Assignment 1
According to the passage on predicting image appeal, which model supplied the five dimensions on which participants were assessed?

##### Text block #####

One of the central challenges of marketing is that people differ. Marketers would love to create marketing communications that work for everyone. While some communications do pretty well nothing has universal appeal. Some images work fantastically for some people but turn others off. How can we predict who will like what? What helps us in predicting what image works for whom?

ML Can Help Us In Predicting What Image Works

Sandra Matz and her colleagues delved into this problem using machine learning (ML) techniques. The idea is that marketers can extract detailed information about images using algorithms. They can then compare this information about the image to what we know about the viewer. In essence, they want to see what personal characteristics are associated with liking what elements of an image.

As they wanted to get beyond the obvious — e.g., demographics — they get participants to answer a standard battery of tests that assesses them on five dimensions. They use the OCEAN model; openness, conscientiousness, extroversion, agreeableness, and neuroticism. These are pretty standard in psychology and each measure pretty much tries to capture what you think they do. (Looking at this I also found out that people like to argue about the spelling of extraversion versus extroversion. I’ve used the version the authors use here — but it feels wrong to me).

#####

Assignment 2
Rewrite the records from their start up to and including the line with "positive clicks: (459, 658)", changing every "clicks" to "points" and keeping everything else the same.

##### Working data #####

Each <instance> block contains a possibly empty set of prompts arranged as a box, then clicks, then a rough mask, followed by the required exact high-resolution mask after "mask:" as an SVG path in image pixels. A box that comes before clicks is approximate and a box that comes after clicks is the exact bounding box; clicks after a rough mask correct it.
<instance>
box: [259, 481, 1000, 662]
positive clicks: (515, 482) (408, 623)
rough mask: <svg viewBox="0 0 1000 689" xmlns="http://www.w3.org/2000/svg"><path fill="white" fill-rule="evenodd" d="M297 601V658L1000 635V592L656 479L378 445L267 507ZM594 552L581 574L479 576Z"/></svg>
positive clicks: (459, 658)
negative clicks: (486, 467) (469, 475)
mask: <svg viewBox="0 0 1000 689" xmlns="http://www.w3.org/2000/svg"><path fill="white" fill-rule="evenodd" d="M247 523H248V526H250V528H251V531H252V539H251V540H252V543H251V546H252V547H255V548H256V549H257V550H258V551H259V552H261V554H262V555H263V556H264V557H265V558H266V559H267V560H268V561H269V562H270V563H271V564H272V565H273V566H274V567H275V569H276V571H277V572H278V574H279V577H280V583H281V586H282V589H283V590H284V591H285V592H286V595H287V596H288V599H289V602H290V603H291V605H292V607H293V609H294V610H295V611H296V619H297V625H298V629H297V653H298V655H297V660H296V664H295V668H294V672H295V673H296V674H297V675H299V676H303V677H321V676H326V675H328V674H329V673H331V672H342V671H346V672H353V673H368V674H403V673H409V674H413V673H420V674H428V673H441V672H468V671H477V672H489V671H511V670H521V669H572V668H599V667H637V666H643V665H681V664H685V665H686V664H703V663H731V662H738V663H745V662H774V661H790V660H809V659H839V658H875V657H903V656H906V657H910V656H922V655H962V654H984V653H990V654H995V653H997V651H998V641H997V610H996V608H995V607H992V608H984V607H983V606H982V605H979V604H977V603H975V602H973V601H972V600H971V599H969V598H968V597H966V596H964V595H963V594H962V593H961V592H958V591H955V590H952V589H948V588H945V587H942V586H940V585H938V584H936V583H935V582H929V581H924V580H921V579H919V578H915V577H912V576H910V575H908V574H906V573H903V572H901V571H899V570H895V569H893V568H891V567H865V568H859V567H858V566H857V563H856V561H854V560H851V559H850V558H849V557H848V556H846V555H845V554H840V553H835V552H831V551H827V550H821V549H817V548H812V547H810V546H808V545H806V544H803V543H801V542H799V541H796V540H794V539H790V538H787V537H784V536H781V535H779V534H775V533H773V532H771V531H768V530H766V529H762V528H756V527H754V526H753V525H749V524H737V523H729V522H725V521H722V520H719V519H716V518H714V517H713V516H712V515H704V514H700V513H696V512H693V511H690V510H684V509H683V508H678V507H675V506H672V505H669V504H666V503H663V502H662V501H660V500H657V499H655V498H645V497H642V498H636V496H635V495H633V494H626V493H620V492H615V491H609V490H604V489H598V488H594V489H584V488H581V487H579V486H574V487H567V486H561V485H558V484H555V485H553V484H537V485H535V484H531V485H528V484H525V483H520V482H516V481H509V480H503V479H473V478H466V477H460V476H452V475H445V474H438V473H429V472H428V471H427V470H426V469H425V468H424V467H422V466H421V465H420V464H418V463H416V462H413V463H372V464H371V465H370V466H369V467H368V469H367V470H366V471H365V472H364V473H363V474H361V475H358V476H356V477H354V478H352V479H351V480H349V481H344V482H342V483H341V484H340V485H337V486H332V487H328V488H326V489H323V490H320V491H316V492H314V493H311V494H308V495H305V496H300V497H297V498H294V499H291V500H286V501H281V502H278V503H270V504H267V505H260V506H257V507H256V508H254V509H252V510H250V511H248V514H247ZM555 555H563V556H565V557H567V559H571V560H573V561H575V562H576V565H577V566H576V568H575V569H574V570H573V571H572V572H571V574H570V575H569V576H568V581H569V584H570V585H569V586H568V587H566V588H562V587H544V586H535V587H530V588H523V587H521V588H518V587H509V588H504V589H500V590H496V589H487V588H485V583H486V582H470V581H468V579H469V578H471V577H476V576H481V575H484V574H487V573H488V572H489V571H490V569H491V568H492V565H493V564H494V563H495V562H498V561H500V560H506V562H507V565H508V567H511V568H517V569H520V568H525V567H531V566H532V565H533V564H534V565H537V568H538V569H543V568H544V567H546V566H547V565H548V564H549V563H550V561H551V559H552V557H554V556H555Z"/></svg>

#####

Task answer 1
The OCEAN model

Task answer 2
Each <instance> block contains a possibly empty set of prompts arranged as a box, then points, then a rough mask, followed by the required exact high-resolution mask after "mask:" as an SVG path in image pixels. A box that comes before points is approximate and a box that comes after points is the exact bounding box; points after a rough mask correct it.
<instance>
box: [259, 481, 1000, 662]
positive points: (515, 482) (408, 623)
rough mask: <svg viewBox="0 0 1000 689" xmlns="http://www.w3.org/2000/svg"><path fill="white" fill-rule="evenodd" d="M297 601V658L1000 635V592L656 479L378 445L267 507ZM594 552L581 574L479 576Z"/></svg>
positive points: (459, 658)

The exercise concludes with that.